◆ PROMPT
Return every entry exactly as written, with the pictures removed.

◆ Region pointing data

* * * *

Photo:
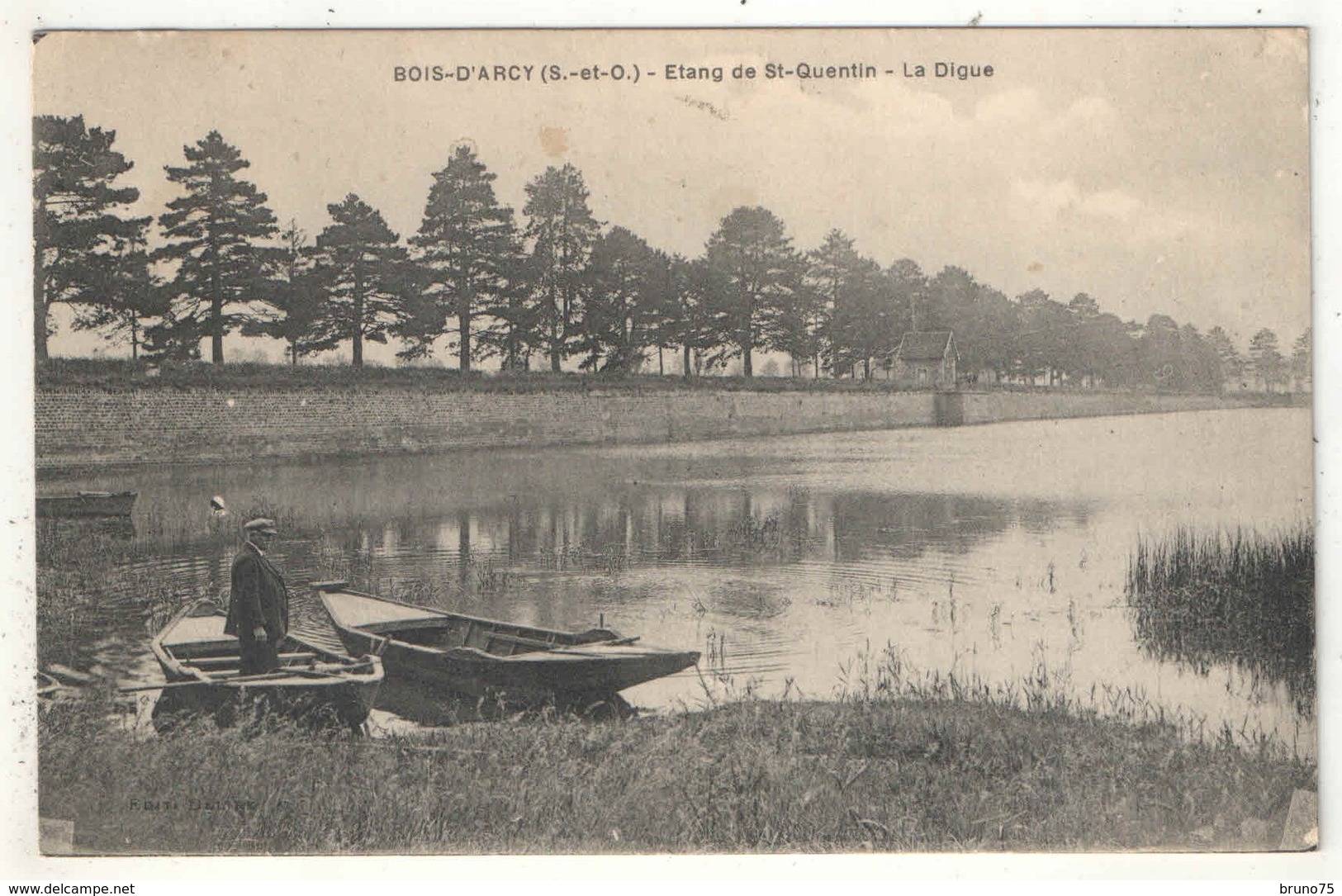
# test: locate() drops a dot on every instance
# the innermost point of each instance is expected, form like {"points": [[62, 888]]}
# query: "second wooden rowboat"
{"points": [[313, 683], [88, 503], [465, 657]]}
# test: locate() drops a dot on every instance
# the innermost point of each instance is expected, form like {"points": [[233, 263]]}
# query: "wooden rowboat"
{"points": [[88, 503], [465, 657], [202, 666]]}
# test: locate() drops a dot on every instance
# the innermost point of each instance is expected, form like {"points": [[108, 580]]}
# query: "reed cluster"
{"points": [[1245, 597]]}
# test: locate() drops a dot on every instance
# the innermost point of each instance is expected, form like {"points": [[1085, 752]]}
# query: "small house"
{"points": [[927, 360]]}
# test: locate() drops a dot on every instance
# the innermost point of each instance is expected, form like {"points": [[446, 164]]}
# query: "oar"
{"points": [[246, 679]]}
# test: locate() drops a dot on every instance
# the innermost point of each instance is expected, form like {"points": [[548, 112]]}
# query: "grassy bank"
{"points": [[68, 373], [889, 775], [125, 374], [1204, 597]]}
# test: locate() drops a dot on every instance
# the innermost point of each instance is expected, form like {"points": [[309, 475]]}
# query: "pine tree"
{"points": [[294, 298], [86, 253], [467, 247], [215, 235], [562, 234], [753, 274], [365, 273], [627, 279]]}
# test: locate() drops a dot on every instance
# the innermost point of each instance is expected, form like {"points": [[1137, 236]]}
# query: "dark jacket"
{"points": [[258, 597]]}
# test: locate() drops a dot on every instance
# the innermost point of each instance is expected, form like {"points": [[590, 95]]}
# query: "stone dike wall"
{"points": [[97, 428]]}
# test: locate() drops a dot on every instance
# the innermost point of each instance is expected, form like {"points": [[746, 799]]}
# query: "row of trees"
{"points": [[557, 286]]}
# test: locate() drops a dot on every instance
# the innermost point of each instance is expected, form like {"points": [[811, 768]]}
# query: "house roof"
{"points": [[925, 346]]}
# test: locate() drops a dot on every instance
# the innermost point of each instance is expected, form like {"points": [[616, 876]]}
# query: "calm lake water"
{"points": [[790, 562]]}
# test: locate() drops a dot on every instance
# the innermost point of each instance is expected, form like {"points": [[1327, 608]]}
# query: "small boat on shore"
{"points": [[519, 666], [202, 666], [88, 503]]}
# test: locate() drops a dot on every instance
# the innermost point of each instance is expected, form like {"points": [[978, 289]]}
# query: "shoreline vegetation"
{"points": [[899, 761], [120, 374]]}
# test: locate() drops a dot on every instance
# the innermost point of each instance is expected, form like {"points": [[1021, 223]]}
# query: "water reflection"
{"points": [[984, 550]]}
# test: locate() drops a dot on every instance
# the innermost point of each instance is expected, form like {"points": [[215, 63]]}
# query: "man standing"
{"points": [[258, 604]]}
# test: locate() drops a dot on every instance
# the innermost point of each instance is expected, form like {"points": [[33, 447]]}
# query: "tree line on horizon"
{"points": [[558, 286]]}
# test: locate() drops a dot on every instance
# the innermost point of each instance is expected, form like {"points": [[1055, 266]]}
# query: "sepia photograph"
{"points": [[672, 442]]}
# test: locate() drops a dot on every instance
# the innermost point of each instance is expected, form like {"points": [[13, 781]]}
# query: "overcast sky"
{"points": [[1159, 171]]}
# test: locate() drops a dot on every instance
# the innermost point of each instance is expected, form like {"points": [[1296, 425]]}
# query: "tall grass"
{"points": [[1243, 597], [64, 373], [752, 775]]}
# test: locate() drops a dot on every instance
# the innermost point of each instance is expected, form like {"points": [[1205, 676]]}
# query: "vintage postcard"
{"points": [[600, 442]]}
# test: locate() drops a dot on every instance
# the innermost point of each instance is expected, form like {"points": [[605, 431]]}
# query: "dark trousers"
{"points": [[259, 657]]}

* * * *

◆ WRITTEN RESPONSE
Photo:
# test: locate() drops a dot on every instance
# the innermost point of each instance is expected, form like {"points": [[62, 888]]}
# query: "second wooden rowboat"
{"points": [[313, 683], [88, 503], [465, 657]]}
# test: locate() drops a dot on every instance
# the innermost point of each instance is expected, form like {"points": [[233, 263]]}
# query: "wooden rowboat"
{"points": [[88, 503], [465, 657], [202, 666]]}
# test: locate() drops a dot on every instance
# the innermost point of each instance is expected, form like {"points": [[108, 580]]}
# query: "reed cluster"
{"points": [[1245, 597]]}
# test: locate() drops a dot on every instance
# the innermost point of each instance is expected, form like {"points": [[1085, 752]]}
# query: "small house"
{"points": [[927, 360]]}
# test: locate() drops a dot on every instance
# the innermost point of each instance is expected, form like {"points": [[446, 164]]}
# query: "oar"
{"points": [[246, 679]]}
# test: locate() drops a dot on every instance
# the innermost point of each instance is expected, form like {"points": [[548, 112]]}
# query: "grassy bank"
{"points": [[68, 373], [889, 775], [125, 374], [1204, 597]]}
# test: locate() drops a dot on every instance
# the innermost point of each instance is expected, form like {"points": [[309, 475]]}
# query: "pine tree"
{"points": [[294, 298], [86, 253], [467, 247], [215, 235], [562, 234], [753, 274], [365, 273], [627, 279]]}
# test: locate() drops a dot on every instance
# the innermost point of each instance is expected, form like {"points": [[1137, 236]]}
# query: "dark jacket"
{"points": [[258, 597]]}
# test: locate() drops a dot on every instance
# the innermost point of each instance is expected, form like {"points": [[590, 95]]}
# query: "stone dike wall"
{"points": [[97, 428]]}
# test: locate() drops a dot on every instance
# the innermost point of each instance is expected, form like {"points": [[746, 799]]}
# query: "row of trees"
{"points": [[557, 286]]}
# test: locate() drops a dot on every instance
# the innermost point of each instance is expected, form like {"points": [[811, 768]]}
# query: "house roof"
{"points": [[925, 346]]}
# test: locate() drops a dot on every instance
# the innermost point of each instance is expected, form like {"points": [[616, 876]]}
# query: "calm lake water"
{"points": [[790, 562]]}
# test: locate() drops a dot on every instance
# the innermost point of each instance is expected, form like {"points": [[1327, 608]]}
# query: "small boat on shore"
{"points": [[519, 666], [202, 666], [88, 503]]}
# test: locate() drops a dot on every instance
# the innermost point of each instance is expected, form like {"points": [[978, 289]]}
# query: "shoreline vegetation"
{"points": [[899, 761], [120, 374]]}
# test: locate() drops a dot on every instance
# the innermost point of each instance is expected, form like {"points": [[1021, 223]]}
# query: "water reflection"
{"points": [[984, 550]]}
# test: locate() drops a dot on every instance
# the innermost point of each instance is expected, form like {"points": [[215, 63]]}
# query: "man standing"
{"points": [[258, 604]]}
# test: locate() drops a dot on every instance
# the innermost point of each instance is expected, form like {"points": [[33, 447]]}
# query: "tree line on horizon"
{"points": [[558, 286]]}
# test: locate() drops a dot on every instance
# the innermost point of each instance is expected, form like {"points": [[1055, 266]]}
# query: "sepia photograph"
{"points": [[672, 442]]}
# test: locate() drops a dot on every instance
# the innermost point of each instance is expected, form like {"points": [[13, 781]]}
# query: "overcast sky"
{"points": [[1159, 171]]}
# test: locate() drops a dot on every instance
# the innermost point of each instance is expected, form like {"points": [[1296, 425]]}
# query: "tall grass"
{"points": [[1243, 597], [64, 373], [752, 775]]}
# test: locate() drops a dot on every instance
# the innermost point of each instance is expected, form like {"points": [[1205, 676]]}
# query: "vintage postcard"
{"points": [[600, 442]]}
# test: locate() drops a dot on every instance
# the innermost point of each instance is expected, form like {"points": [[605, 431]]}
# query: "dark trousers"
{"points": [[259, 657]]}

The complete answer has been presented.